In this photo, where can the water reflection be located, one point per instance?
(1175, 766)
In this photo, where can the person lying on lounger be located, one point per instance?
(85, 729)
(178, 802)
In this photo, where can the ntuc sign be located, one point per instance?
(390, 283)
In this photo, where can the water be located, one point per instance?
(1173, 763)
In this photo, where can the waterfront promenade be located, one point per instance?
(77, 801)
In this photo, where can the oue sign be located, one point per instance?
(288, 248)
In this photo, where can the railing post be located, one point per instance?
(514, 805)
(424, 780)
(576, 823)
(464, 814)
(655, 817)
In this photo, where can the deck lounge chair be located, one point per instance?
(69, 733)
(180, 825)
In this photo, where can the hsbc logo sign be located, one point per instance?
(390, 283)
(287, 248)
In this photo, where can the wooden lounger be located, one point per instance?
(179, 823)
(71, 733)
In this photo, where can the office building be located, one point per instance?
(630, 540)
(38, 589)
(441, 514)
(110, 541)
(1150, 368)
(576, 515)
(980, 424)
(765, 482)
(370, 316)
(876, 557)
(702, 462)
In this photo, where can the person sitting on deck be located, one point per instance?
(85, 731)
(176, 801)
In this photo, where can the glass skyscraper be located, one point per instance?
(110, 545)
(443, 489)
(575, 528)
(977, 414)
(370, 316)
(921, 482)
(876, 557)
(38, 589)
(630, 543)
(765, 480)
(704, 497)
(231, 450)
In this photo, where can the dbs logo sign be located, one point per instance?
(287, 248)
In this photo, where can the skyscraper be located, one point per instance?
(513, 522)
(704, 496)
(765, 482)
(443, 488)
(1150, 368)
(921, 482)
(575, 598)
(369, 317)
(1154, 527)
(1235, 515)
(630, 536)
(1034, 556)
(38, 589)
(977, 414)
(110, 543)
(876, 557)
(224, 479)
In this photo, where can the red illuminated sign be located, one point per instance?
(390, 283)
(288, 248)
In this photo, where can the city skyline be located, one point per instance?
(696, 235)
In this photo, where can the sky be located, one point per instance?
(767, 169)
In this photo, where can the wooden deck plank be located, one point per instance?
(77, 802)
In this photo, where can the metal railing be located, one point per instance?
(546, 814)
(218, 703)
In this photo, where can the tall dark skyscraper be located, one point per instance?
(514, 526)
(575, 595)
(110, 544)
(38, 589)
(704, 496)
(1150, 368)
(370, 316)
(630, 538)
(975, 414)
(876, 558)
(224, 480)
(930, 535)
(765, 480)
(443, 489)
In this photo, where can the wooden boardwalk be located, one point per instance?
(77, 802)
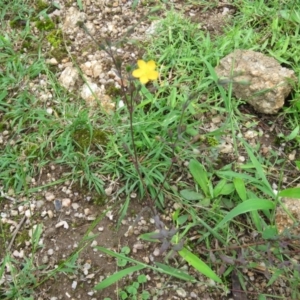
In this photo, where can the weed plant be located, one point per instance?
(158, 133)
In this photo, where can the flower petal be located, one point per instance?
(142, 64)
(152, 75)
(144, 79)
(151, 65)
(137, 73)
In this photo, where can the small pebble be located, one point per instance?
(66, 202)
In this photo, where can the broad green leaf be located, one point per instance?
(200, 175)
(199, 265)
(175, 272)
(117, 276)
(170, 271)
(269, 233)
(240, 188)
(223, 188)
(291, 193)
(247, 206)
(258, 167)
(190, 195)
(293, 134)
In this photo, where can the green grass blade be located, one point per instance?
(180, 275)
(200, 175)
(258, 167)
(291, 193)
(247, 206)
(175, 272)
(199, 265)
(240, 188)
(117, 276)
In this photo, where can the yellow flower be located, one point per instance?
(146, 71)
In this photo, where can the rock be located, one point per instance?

++++++++++++++++++++

#### PROBLEM DETAILS:
Scale the material from the line containing "In this photo, where can the person lying" through the line containing "(1173, 763)", and reproduce only those lines, requests included. Multiply every coordinate in the answers by 2.5 and round each to a whole number, with halves rounded up.

#### EXERCISE RESPONSE:
In this photo, where can the person lying on lounger be located, one point per instance?
(213, 1823)
(445, 2005)
In this photo, where can the ntuc sign be located, one point per instance?
(975, 708)
In this photo, where can the water be located, one point per instance?
(2933, 1908)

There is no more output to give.